• [WHAT THE EXERCISE ASKS]: Set down the whole listing verbatim.

• [EXTRACTED MATERIAL]:
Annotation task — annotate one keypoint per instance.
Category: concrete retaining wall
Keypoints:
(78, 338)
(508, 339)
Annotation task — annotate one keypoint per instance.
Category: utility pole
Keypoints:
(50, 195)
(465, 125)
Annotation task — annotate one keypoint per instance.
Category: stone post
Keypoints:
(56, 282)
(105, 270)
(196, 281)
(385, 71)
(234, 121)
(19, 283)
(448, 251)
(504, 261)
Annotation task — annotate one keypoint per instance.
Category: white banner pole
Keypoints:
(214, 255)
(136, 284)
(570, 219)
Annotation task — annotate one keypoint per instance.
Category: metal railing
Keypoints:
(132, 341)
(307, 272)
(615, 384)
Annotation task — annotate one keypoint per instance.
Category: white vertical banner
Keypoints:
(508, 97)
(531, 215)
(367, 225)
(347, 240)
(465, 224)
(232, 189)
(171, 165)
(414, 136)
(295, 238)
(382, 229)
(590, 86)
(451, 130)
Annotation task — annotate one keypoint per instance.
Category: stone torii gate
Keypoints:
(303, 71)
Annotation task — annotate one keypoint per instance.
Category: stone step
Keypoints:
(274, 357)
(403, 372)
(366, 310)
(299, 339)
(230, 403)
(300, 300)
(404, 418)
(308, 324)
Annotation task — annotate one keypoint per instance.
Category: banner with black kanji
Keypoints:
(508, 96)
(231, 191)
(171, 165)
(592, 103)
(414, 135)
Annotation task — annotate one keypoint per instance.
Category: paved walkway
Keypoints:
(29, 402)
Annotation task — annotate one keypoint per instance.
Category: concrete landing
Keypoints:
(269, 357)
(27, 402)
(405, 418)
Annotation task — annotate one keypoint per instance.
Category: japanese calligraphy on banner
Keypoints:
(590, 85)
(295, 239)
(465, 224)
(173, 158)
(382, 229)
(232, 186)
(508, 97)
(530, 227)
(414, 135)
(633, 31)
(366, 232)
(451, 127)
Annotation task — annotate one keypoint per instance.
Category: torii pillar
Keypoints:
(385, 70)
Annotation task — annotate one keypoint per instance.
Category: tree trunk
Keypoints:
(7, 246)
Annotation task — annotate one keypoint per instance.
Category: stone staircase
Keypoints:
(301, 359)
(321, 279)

• [OUTPUT OF THE TASK]:
Annotation task — annotate one keypoint per instance.
Category: concrete retaining wall
Keypoints:
(78, 338)
(508, 339)
Annotation task — annotate one keypoint per instance.
Category: utility pole
Keypoints:
(50, 195)
(465, 125)
Annotation task — annotate one keypoint per instance.
Category: stone post
Keypoints:
(56, 282)
(105, 270)
(196, 281)
(385, 71)
(234, 121)
(19, 283)
(448, 251)
(504, 261)
Annotation task — annotate one keypoint per instance.
Category: white banner pole
Keypoints:
(214, 255)
(136, 284)
(570, 219)
Annotation task — annotate one keypoint per instance.
Category: metal railing
Keypoints:
(132, 341)
(307, 272)
(615, 384)
Annotation task — annotate one keypoint per instance.
Category: white vertical banner
Keypoints:
(508, 97)
(531, 215)
(367, 225)
(347, 240)
(465, 224)
(232, 189)
(171, 165)
(414, 136)
(295, 238)
(382, 229)
(590, 86)
(451, 130)
Annotation task — annotate one keypoint per instance.
Category: stone torii gate
Keypoints:
(303, 71)
Annotation task — annotate one keypoint per instance.
Category: stone step
Keypoints:
(274, 357)
(403, 372)
(366, 310)
(299, 339)
(230, 403)
(300, 300)
(404, 418)
(308, 324)
Annotation task — annotate one keypoint per instance.
Category: banner with black kanji
Keypoints:
(508, 96)
(231, 191)
(171, 165)
(592, 103)
(414, 135)
Annotation task — annotate one keypoint per instance.
Category: paved walkway
Keypoints:
(29, 402)
Annotation task — annotate one keypoint per instance.
Category: concrete landing
Keypoints:
(269, 357)
(27, 402)
(405, 418)
Annotation task — annotate one keypoint per instance.
Category: japanese calligraphy on banner
Keypoints:
(590, 85)
(295, 239)
(465, 224)
(173, 158)
(382, 229)
(232, 186)
(508, 97)
(530, 227)
(414, 135)
(633, 31)
(366, 232)
(451, 127)
Annotation task — annotate one keypoint per instance.
Category: torii pillar
Keypoints:
(385, 70)
Annotation task — annotate one keypoint per instance.
Category: tree trunk
Keypoints:
(7, 246)
Annotation task — annotate one keypoint per instance.
Category: stone staircase
Keypoints:
(301, 359)
(321, 279)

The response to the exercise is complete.